- HOW TO COMPLETE THIS TASK
Line by line, give the data again exactly as it appears.

- THE INPUT
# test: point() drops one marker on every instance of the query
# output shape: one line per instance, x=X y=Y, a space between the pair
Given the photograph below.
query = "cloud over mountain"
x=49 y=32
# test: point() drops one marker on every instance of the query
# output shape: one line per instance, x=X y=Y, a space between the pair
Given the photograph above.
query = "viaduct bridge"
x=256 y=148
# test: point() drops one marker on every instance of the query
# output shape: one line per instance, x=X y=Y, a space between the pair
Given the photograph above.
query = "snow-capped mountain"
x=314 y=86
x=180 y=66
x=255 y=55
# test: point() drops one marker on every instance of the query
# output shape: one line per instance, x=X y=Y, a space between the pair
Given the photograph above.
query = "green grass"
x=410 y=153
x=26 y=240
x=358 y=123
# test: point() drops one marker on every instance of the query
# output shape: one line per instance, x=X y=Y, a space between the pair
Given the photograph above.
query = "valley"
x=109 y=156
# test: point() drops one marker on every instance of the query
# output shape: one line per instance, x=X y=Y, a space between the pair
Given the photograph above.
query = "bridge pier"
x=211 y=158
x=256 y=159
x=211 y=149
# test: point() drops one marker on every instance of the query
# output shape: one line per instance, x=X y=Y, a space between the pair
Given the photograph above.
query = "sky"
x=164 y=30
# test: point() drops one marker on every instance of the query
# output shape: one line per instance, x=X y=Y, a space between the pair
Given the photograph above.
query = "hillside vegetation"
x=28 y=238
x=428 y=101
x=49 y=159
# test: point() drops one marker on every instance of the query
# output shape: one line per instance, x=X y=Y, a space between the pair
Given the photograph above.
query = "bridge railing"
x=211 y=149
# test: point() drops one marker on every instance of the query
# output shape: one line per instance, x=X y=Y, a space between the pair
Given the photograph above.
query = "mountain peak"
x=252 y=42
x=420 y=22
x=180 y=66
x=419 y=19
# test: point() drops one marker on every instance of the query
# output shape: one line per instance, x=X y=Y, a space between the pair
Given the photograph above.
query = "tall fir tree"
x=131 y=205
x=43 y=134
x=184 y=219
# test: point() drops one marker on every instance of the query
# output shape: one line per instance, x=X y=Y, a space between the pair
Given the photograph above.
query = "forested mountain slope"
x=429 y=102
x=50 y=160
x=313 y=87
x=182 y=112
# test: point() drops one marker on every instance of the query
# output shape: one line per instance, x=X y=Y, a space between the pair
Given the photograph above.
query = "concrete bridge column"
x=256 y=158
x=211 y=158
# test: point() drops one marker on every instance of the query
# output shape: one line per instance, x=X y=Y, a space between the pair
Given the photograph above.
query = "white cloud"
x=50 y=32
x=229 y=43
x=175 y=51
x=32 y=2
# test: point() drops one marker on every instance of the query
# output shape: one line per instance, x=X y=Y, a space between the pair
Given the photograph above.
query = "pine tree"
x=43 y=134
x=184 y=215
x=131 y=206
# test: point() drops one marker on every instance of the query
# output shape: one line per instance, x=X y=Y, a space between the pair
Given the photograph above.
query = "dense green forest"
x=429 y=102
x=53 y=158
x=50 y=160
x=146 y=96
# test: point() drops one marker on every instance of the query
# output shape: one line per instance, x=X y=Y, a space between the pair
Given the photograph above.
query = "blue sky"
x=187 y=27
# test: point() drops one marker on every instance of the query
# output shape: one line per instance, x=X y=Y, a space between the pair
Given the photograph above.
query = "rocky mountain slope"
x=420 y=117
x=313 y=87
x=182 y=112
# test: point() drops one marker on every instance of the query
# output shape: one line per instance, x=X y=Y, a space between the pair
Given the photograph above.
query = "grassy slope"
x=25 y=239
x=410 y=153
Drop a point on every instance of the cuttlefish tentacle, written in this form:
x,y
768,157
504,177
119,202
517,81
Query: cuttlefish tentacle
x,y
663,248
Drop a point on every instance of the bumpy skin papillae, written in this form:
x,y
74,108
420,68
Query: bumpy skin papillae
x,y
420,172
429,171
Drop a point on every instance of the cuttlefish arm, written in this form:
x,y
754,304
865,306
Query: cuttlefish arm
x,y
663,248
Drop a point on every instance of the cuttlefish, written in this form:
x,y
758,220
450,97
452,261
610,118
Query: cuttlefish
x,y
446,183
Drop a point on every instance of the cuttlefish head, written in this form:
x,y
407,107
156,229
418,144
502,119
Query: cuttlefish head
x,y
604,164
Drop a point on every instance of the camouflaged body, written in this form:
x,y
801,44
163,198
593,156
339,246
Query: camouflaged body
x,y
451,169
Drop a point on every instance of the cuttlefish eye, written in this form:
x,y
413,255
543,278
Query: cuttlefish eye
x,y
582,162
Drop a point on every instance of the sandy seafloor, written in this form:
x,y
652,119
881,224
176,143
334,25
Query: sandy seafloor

- ANSWER BELOW
# test: point() drops one marker on every instance of the query
# output shape: one line per instance, x=X y=Y, a space between the pair
Given the photograph below.
query = "cloud over mountain"
x=49 y=32
# test: point() drops one marker on every instance of the query
# output shape: one line per instance, x=X y=Y, a space between the pair
Given the photograph above.
query = "viaduct bridge"
x=256 y=148
# test: point() drops one marker on every instance of the query
# output shape: one line per instance, x=X y=Y, a space between the pair
Given the photograph above.
query = "snow-capped mountain"
x=314 y=86
x=180 y=66
x=255 y=55
# test: point() drops one marker on every instance of the query
# output shape: one line per instance, x=X y=Y, a space between the pair
Given the photograph above.
query = "green grass"
x=410 y=153
x=26 y=240
x=358 y=123
# test: point() drops one marker on every instance of the query
# output shape: one line per instance, x=X y=Y, a space between the pair
Given the photograph above.
query = "valley"
x=109 y=156
# test: point() drops one marker on every instance of the query
# output shape: one line per instance, x=X y=Y, a space between the pair
Given the photograph above.
query = "bridge pier"
x=211 y=158
x=256 y=159
x=211 y=149
# test: point() drops one marker on every instance of the query
# output shape: one line per instance, x=X y=Y, a space between the pair
Given the photograph above.
query = "sky"
x=164 y=30
# test: point() drops one marker on every instance of the query
# output shape: one line per instance, x=X y=Y, a space between the pair
Given the photograph above.
query = "hillside vegetation"
x=28 y=238
x=428 y=101
x=49 y=159
# test: point() drops one marker on every instance of the query
# output shape: one line per instance, x=X y=Y, a space between the pair
Given the photograph above.
query = "bridge railing"
x=211 y=149
# test: point() drops one marker on every instance of the query
# output shape: one line per instance, x=X y=Y, a space between the pair
Given the photograph above.
query = "mountain peak"
x=252 y=42
x=420 y=22
x=180 y=66
x=419 y=19
# test: point() drops one marker on every instance of the query
# output shape: one line per instance, x=X y=Y, a space between the pair
Given the photograph above.
query = "tall fir tree"
x=131 y=205
x=43 y=134
x=184 y=219
# test: point() drops one marker on every instance of the query
# output shape: one line per instance, x=X y=Y, a space between the pair
Given the photograph above.
query = "forested mountain slope"
x=429 y=102
x=50 y=160
x=313 y=87
x=182 y=112
# test: point() drops one marker on every instance of the query
# output shape: one line per instance, x=X y=Y, a space between the pair
Given the photograph above.
query = "concrete bridge column"
x=256 y=158
x=211 y=158
# test: point() drops one marker on every instance of the query
# output shape: one line per instance, x=X y=Y, a space between the pair
Given the photograph above.
query = "white cloud"
x=50 y=32
x=229 y=43
x=175 y=51
x=32 y=2
# test: point() drops one marker on every instance of the query
# output shape: one line per instance, x=X y=Y, a space between the pair
Given the photograph above.
query = "pine tree"
x=43 y=134
x=184 y=215
x=131 y=206
# test: point() drops one marker on every instance of the query
# output shape: one line per instance, x=X y=Y, a space between the pair
Given the photograph above.
query = "dense green forest"
x=429 y=102
x=53 y=158
x=50 y=160
x=146 y=96
# test: point() drops one marker on every instance of the query
# output shape: one line per instance, x=X y=Y, a space between the pair
Given the photograph above.
query = "blue sky"
x=187 y=27
# test: point() drops one marker on every instance of the query
# output shape: one line per instance, x=X y=Y, a space between the pair
Given the photograph above.
query = "rocky mountain slope"
x=420 y=117
x=313 y=87
x=182 y=112
# test: point() drops one marker on every instance of the query
# output shape: one line per instance, x=X y=Y, a space between the pair
Given the photograph above.
query = "grassy slope"
x=25 y=239
x=410 y=153
Drop a point on every instance of the cuttlefish tentacle, written in this form:
x,y
768,157
504,177
119,202
517,81
Query: cuttlefish tentacle
x,y
663,248
Drop a point on every instance of the bumpy skin papillae, written in this form:
x,y
74,108
420,68
Query: bumpy skin papillae
x,y
420,172
429,171
Drop a point on every instance of the cuttlefish arm, written in this form:
x,y
754,304
865,306
Query: cuttlefish arm
x,y
663,248
Drop a point on every instance of the cuttlefish, written in this form:
x,y
758,220
450,97
452,261
610,118
Query: cuttlefish
x,y
446,183
Drop a point on every instance of the cuttlefish head, written in this form:
x,y
407,107
156,229
418,144
502,119
Query: cuttlefish head
x,y
604,164
Drop a point on every instance of the camouflaged body, written in this form:
x,y
801,44
163,198
593,156
339,246
Query: camouflaged body
x,y
451,169
Drop a point on every instance of the cuttlefish eye, written in this form:
x,y
413,255
543,278
Query: cuttlefish eye
x,y
582,162
Drop a point on every instance of the sandy seafloor, written in this form:
x,y
652,119
881,224
176,143
334,25
Query: sandy seafloor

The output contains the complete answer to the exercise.